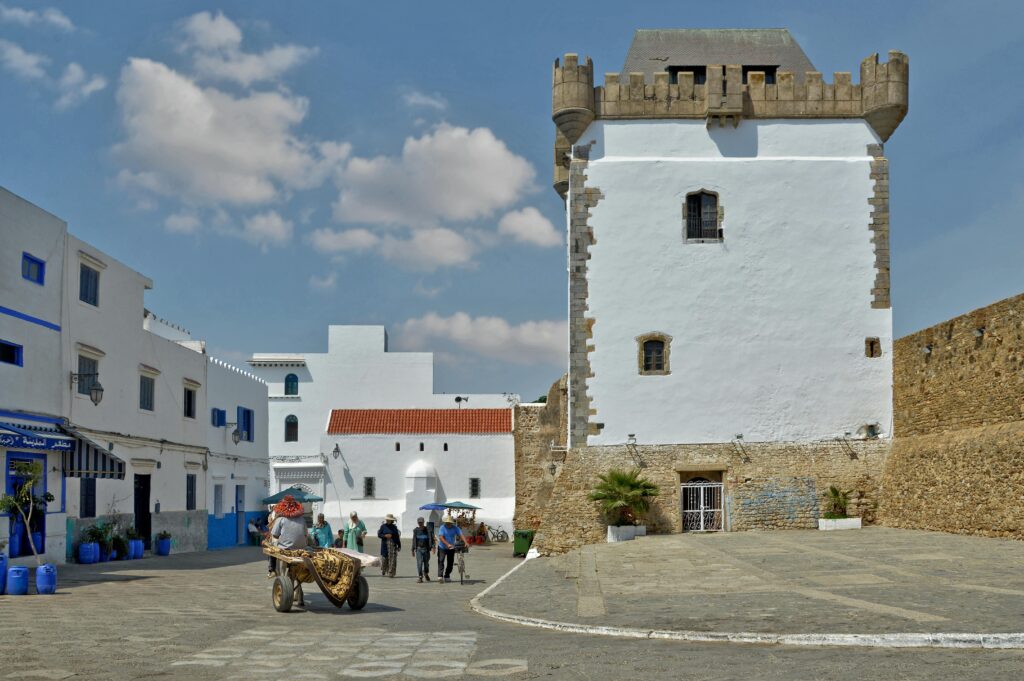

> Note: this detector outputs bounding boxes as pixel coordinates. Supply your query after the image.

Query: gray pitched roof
[621,29,817,83]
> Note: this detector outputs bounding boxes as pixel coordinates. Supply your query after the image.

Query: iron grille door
[681,481,723,532]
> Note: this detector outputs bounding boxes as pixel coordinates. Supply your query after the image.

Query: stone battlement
[551,50,909,197]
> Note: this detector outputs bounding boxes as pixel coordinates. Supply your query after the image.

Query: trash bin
[513,530,535,557]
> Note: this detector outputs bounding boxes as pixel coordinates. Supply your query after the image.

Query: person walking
[378,514,401,577]
[310,513,332,548]
[436,515,465,583]
[410,517,435,583]
[344,512,367,552]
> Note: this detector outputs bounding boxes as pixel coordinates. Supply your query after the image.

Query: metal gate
[681,480,723,532]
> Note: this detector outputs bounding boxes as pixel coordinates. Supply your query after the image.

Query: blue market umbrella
[419,503,448,511]
[262,486,324,505]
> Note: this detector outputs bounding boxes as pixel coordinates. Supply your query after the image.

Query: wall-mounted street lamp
[70,371,104,406]
[225,421,242,446]
[454,396,469,409]
[332,444,341,460]
[548,462,557,476]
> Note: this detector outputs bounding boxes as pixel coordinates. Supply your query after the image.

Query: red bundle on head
[274,495,304,518]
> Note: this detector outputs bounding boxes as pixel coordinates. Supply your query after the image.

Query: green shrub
[588,468,661,526]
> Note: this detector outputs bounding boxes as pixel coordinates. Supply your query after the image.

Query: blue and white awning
[0,420,75,452]
[60,426,125,480]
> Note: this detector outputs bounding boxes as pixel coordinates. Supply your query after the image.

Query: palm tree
[588,468,660,526]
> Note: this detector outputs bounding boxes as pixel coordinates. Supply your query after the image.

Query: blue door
[6,452,46,557]
[235,485,245,545]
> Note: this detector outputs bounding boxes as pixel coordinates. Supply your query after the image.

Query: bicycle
[487,525,509,543]
[454,544,469,584]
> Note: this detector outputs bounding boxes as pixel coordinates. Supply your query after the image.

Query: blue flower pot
[35,564,57,595]
[9,529,22,558]
[0,554,7,594]
[155,538,171,556]
[77,542,98,564]
[6,566,29,596]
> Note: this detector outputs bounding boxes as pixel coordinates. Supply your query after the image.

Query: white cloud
[379,228,476,272]
[179,11,317,86]
[397,312,567,366]
[179,11,241,52]
[114,58,349,206]
[0,39,48,79]
[413,281,444,298]
[309,227,380,253]
[55,62,106,109]
[402,89,447,111]
[310,225,476,272]
[164,211,201,234]
[241,210,293,249]
[0,4,74,31]
[334,123,535,227]
[498,207,561,247]
[308,271,337,291]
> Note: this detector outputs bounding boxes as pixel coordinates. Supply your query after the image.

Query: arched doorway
[680,476,723,532]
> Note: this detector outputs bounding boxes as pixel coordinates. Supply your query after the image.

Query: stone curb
[470,558,1024,650]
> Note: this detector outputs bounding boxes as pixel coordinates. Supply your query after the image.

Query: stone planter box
[818,517,862,531]
[606,525,636,542]
[633,525,647,537]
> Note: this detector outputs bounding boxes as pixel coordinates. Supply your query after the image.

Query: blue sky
[1,1,1022,401]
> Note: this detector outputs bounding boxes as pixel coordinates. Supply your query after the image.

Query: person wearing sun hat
[436,514,465,583]
[377,513,401,577]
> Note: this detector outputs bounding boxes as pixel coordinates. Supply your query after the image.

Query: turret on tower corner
[550,30,908,198]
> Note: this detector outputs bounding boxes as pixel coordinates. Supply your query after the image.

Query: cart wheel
[273,574,294,612]
[347,575,369,610]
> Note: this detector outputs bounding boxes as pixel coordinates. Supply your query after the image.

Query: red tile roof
[327,408,512,435]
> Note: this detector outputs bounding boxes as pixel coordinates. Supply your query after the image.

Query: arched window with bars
[684,190,722,242]
[284,373,299,395]
[285,415,298,442]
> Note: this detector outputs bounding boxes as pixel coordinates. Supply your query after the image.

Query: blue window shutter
[237,406,243,438]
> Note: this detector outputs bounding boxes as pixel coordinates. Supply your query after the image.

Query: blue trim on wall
[0,305,60,332]
[207,510,267,550]
[0,410,63,424]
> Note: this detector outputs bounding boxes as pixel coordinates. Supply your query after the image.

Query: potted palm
[818,486,862,530]
[0,461,57,594]
[589,469,660,542]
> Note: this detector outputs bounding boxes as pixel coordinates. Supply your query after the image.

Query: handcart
[263,544,379,613]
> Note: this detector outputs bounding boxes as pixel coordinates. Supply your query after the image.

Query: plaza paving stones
[479,527,1024,636]
[2,532,1024,680]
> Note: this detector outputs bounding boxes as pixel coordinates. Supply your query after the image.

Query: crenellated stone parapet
[551,50,909,197]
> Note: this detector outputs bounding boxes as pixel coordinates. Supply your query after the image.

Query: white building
[555,30,907,448]
[249,326,516,534]
[1,186,269,562]
[0,188,73,565]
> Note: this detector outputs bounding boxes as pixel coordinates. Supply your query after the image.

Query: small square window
[419,442,424,452]
[395,442,400,452]
[469,478,481,499]
[363,477,376,498]
[183,387,196,419]
[79,263,100,306]
[0,340,23,366]
[22,253,45,285]
[443,443,448,452]
[140,375,155,411]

• [About this exercise] Your task is to set down each line above verbatim while excluding the pictures.

• [Solution to the exercise]
> Note: this detector outputs bounding boxes as pixel coordinates. Supply your query after the image.

Query: gray pitched roof
[621,29,817,83]
> Note: this detector outputs bounding boxes as pixel coordinates. Supply your query after the image.

Query: iron grille door
[681,481,723,532]
> Note: this detector outputs bounding boxes as pixel coordinates. Supply your query after the image.

Query: stone battlement
[551,50,909,197]
> Note: this detector outputs bounding boxes as pixel coordinates. Supply your query after the image.

Query: trash bin
[513,530,535,557]
> Note: this detector outputs bounding boxes as pixel coordinates. Supply your query after the image.

Query: person walking
[378,514,401,577]
[310,513,332,548]
[436,515,465,583]
[410,517,435,583]
[344,512,367,552]
> Note: this detector outputs bounding boxes as pixel coordinates. Supply your query after the image.

Query: metal gate
[681,480,723,532]
> Note: this detector outputs bounding boxes as pixel coordinates. Supply your query after the image.

Query: blue market umbrella
[419,503,448,511]
[262,486,324,505]
> Note: this detector outputs bounding boxes as pixel coordinates. Supply your query after the image.

Query: wall-mounted street lamp
[70,371,104,406]
[225,421,242,446]
[454,396,469,409]
[332,444,341,460]
[548,462,557,476]
> Note: this detector outputs bounding boxes as pixel coordinates. Supply your query after the image.

Query: red bundle on head
[274,495,304,518]
> Note: this detector outputs bounding boxes as pixel coordinates. Supply your query after the image.

Query: green shrub
[588,468,661,526]
> Note: this detector outputs bounding boxes as pixel coordinates. Supply your query after the image.

Query: blue and white awning
[0,420,75,452]
[60,426,125,480]
> Note: this detector outputs bounding boxes as pixel coordinates. Supply your query after the image.

Query: palm tree
[588,468,660,526]
> Note: this detector outputs bounding boxes as pixel coordinates. Supply your query after the image.

Query: blue door
[6,452,46,557]
[235,485,245,545]
> Note: this detector outputs bounding boxes as pixel coordinates. Supply your query after the image.

Query: bicycle
[487,525,509,543]
[454,544,469,584]
> Note: this detector outputs bounding boxes as pixel coordinates. Supply your query after the image.

Query: blue flower pot
[35,564,57,595]
[9,529,22,558]
[0,554,7,594]
[155,538,171,556]
[77,542,98,564]
[6,566,29,596]
> Note: this detector outputs bounding boxes as pixel coordinates. Supply your query after the image.

Query: white cloud
[379,228,476,272]
[179,11,317,86]
[397,312,567,366]
[179,11,241,52]
[114,58,349,206]
[0,39,48,79]
[413,281,444,298]
[309,227,380,253]
[55,62,106,109]
[402,89,447,111]
[310,225,476,272]
[164,211,201,234]
[241,210,293,249]
[0,4,74,31]
[334,123,535,227]
[498,207,561,247]
[308,271,337,291]
> Note: this detector outputs bounding boxes as pixel coordinates. Supply your query after the image.

Query: arched doorway
[680,476,723,532]
> Note: this detector outputs bounding boxes as pixel coordinates. Supply your query after the image.

Query: stone curb
[470,558,1024,650]
> Note: this detector outputs bounding boxes as pixel coordinates. Supply your query after the image.

Query: stone planter box
[818,517,862,531]
[606,525,636,542]
[633,525,647,537]
> Note: this detector outputs bounding boxes as pixel coordinates. Supply your query after the image.

Query: blue sky
[1,1,1022,401]
> Note: this detector outputs bounding boxes as pixel coordinates. Supply your query after the image.

Query: person wearing sun hat
[436,514,465,583]
[377,513,401,577]
> Note: this detector outputs bounding boxes as pixel coordinates. Supply your query after the image.

Query: turret on tower corner
[550,30,908,198]
> Note: this detector outputs bounding boxes as pixel coordinates. Supply your query after the image.

Query: cart wheel
[273,574,294,612]
[347,575,369,610]
> Note: this detector outputs bounding boxes as pixel coordinates. Supply your query after the image.

Query: red tile roof
[327,408,512,435]
> Note: this detector outputs bounding boxes as pixel coordinates. Supply your query after the image.

Query: arched window with bars
[684,190,722,242]
[284,373,299,395]
[285,415,298,442]
> Note: this detector outputs bounding boxes as pixel coordinates. Supply your query after the image.

Query: blue window shutter
[237,406,243,438]
> Note: this detector outputs bounding boxes as pixel coordinates. Supply your query after the image.

Query: blue trim on wall
[0,305,60,332]
[207,510,267,550]
[0,410,63,424]
> Note: this detector outputs bounding boxes as pixel coordinates. Supply your query after the image.

Query: potted palm
[818,486,862,530]
[0,461,57,594]
[589,469,660,542]
> Note: this detector outputs bounding boxes as pixel coordinates. Supply your query after the image.

Query: handcart
[263,544,379,613]
> Note: this detector outputs bounding boxes as pixel coordinates. Supply your query after the image.

Query: plaza paving stones
[479,527,1024,636]
[2,532,1024,680]
> Note: this detector outputs bounding boxes as pixel coordinates. Supply your query after the image.

Query: crenellated stone parapet
[551,50,909,197]
> Note: this detector outputs bounding boxes as pixel coordinates. Supply your query after the image.

Query: white building
[555,30,907,448]
[249,326,516,534]
[1,186,269,562]
[0,188,73,565]
> Note: this detector outputs bounding boxes as pixel coordinates. Supply your query after the image.

Query: small square window
[419,442,424,452]
[395,442,400,452]
[469,478,481,499]
[363,477,376,498]
[183,387,196,419]
[79,263,100,306]
[0,340,23,366]
[22,253,45,285]
[443,443,448,452]
[140,375,155,411]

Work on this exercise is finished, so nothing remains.